Brief 1:
Filter the rows below and copy each line that contains the string "dark". Matching is case-sensitive.

Friday, 27 March 2009

United we tag

A depth first and pruned 3D rendering of the tags similar to 'obama'.   The video should be embedded below, if it is not then it can be found here.

Thursday, 26 March 2009

Mockneys

This post was originally published in 2006 and was lost when my disk crashed.

The Metropolitan Police, Linguistics Division are today on the hunt for a number of dangerous criminals. Raids are expected all over London as the Police crack down on the fake accents of celebrities. Suspects include:
  • Vernon Kay for his attempts to convince people he really is from Bolton.
  • Jamie Oliver for his mockney twitter.
  • Russell Brand for his Elizabethan tone which leaves the young women he bogarts* in a dazed and confused state.
  • and finally Sir Alan Sugar who is alleged to have use voice enhancing drugs during filming of The Apprentice to ensure his accent is as cockney as the day he first started out selling shoe laces on the streets of Hackney.
*bogart (verb) To keep something all for oneself, thus depriving anyone else of having any. The act of persuing a woman through charm, sharp suits and expensive dinners.

Wednesday, 25 March 2009

The Formula Formula

London, UK. Scientists have finally uncovered one of the most elusive secrets of modern tabloid journalism: the so-called 'formula formula'.

The editor of 'Super News Celebrity Fun' explains: 'picture the scene: it's 11PM on a Monday. The final copy is due in 20 minutes and there's still half a page unfilled because the pullout 'grow your own clothes' ran under-length. Our only recourse is to ring some media-friendly pseudo-scientists for a 'madcap boffin formula' that renders some banal aspect of everyday life in nauseatingly pedantic mathematics. Recent 'successes' include 'duncability analysis' and the 'Brittany Spears Ratio'.

'Duncability' is an approximated count of the number of biscuits that can be 'dunked' into the unit cup of coffee before the unit research group runs out of funding. The formula is complicated but elegant:

Dunkability = mu / gamma + 2 * phi.

Where mu is the number of biscuits in a packet, gamma is the mass of the earth divided by its angular momentum and phi is very complicated, you probably wouldn't understand.

Brief 2:
Summarize the blog page above in two sentences.

Material to process:
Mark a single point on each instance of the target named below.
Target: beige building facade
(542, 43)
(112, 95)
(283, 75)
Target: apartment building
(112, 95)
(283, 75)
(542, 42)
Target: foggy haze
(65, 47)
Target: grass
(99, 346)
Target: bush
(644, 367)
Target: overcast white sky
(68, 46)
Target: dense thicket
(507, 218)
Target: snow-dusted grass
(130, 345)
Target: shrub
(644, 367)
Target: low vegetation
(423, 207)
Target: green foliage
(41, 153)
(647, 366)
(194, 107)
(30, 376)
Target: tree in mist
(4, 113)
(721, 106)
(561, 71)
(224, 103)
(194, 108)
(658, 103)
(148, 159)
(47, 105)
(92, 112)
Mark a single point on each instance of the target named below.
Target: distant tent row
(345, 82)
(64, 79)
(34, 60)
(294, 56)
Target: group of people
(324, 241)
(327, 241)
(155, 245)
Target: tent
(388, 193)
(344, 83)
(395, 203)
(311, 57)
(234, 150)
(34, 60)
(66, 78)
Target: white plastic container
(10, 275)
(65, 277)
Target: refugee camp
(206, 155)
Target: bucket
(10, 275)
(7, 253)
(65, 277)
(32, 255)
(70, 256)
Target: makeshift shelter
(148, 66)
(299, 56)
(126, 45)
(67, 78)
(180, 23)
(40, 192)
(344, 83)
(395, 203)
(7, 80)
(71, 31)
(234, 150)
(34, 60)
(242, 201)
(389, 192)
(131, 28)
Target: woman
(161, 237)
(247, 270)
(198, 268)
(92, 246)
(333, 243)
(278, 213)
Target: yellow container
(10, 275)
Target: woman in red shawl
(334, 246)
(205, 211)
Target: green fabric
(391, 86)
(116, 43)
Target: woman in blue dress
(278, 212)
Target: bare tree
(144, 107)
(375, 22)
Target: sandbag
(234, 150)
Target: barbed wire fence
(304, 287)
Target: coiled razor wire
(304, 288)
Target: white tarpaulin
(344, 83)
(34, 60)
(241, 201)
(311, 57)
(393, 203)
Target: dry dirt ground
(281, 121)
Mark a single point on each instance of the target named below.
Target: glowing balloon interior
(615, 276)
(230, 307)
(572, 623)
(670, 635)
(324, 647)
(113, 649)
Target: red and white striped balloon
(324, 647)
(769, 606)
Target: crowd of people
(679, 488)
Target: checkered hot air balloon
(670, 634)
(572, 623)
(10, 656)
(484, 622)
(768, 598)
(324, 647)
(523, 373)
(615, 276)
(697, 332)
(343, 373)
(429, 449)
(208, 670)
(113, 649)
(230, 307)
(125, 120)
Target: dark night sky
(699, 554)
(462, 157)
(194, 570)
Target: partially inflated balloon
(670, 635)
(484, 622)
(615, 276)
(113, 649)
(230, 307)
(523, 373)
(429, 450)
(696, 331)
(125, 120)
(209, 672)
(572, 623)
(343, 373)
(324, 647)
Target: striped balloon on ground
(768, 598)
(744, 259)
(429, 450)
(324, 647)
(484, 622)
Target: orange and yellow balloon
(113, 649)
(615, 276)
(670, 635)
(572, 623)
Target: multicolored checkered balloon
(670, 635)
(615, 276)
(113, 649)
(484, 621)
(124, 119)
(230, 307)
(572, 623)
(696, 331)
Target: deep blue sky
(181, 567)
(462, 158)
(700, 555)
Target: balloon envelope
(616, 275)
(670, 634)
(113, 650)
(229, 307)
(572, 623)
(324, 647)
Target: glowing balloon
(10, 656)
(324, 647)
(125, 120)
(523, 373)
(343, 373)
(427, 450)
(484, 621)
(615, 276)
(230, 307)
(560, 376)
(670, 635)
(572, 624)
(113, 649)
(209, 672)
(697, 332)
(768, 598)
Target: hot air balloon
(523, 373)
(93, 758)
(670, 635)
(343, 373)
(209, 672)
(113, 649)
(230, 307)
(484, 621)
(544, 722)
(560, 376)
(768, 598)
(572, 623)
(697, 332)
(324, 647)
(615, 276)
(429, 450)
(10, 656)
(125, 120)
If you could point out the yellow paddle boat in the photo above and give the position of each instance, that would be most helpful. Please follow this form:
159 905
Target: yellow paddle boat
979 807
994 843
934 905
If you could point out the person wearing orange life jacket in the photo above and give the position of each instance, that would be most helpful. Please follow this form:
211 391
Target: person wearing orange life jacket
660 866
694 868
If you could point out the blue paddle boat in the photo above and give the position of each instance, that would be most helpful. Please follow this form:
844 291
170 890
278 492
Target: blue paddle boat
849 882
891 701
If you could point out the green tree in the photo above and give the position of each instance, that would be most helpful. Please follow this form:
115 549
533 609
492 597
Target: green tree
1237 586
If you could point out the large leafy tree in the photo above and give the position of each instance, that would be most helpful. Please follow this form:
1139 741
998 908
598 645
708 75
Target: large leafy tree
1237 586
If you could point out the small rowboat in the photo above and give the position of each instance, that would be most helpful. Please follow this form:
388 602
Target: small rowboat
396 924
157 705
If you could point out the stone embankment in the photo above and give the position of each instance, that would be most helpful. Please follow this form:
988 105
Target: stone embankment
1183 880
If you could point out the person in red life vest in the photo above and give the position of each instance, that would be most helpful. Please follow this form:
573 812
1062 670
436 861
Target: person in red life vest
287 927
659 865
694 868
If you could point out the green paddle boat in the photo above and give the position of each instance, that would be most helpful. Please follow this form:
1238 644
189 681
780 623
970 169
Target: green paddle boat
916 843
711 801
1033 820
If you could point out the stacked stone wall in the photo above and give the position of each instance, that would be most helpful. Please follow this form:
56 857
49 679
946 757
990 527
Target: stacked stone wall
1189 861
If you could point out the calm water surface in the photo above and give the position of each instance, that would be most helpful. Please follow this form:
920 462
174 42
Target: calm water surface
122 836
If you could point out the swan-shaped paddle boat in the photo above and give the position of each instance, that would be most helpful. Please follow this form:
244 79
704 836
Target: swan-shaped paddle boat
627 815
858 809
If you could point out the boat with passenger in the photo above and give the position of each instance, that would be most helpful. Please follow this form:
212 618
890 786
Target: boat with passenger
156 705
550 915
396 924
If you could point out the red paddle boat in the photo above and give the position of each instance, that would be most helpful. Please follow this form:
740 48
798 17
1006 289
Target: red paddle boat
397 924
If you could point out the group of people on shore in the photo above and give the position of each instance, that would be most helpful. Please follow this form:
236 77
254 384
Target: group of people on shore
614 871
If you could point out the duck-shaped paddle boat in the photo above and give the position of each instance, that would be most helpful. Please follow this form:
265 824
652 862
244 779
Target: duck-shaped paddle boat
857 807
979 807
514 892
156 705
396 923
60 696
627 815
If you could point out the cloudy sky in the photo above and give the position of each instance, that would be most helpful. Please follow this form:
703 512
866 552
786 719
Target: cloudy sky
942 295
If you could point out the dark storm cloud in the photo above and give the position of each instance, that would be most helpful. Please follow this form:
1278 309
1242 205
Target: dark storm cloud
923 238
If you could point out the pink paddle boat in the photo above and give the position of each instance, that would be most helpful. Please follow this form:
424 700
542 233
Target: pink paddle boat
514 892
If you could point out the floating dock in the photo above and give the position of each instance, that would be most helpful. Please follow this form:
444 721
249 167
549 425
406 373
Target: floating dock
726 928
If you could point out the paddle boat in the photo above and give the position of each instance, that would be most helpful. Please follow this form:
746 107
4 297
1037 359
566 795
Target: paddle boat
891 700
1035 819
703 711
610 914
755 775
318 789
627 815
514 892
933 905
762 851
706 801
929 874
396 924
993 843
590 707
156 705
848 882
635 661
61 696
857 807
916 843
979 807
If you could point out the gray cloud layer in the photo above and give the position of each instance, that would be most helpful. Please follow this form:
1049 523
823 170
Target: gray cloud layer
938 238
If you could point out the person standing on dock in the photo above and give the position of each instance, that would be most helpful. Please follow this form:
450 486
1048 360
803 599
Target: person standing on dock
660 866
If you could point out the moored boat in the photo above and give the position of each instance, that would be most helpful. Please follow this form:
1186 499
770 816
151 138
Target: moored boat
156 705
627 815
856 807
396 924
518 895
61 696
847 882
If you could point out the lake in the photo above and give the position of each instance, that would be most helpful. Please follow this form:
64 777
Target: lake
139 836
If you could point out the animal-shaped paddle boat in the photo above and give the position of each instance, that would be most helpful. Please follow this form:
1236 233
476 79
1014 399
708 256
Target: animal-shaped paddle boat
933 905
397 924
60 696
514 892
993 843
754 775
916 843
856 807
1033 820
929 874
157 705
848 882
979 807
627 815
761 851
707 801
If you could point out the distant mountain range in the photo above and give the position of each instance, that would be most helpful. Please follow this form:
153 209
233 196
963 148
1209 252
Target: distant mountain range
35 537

Correct output 1:
Target: dark night sky
If you could point out the dark storm cloud in the photo above and give the position of each instance, that would be most helpful. Please follow this form:
Target: dark storm cloud

Correct output 2:
The blog page holds three posts from late March 2009: one points to a 3D rendering of tags similar to 'obama', and another, first published in 2006, imagines the Metropolitan Police hunting celebrities such as Vernon Kay, Jamie Oliver, Russell Brand and Sir Alan Sugar for fake accents. The third jokes that tabloid editors fill unfilled pages by asking pseudo-scientists for a 'madcap boffin formula', and it gives a 'dunkability' equation for biscuits dunked in coffee as its example.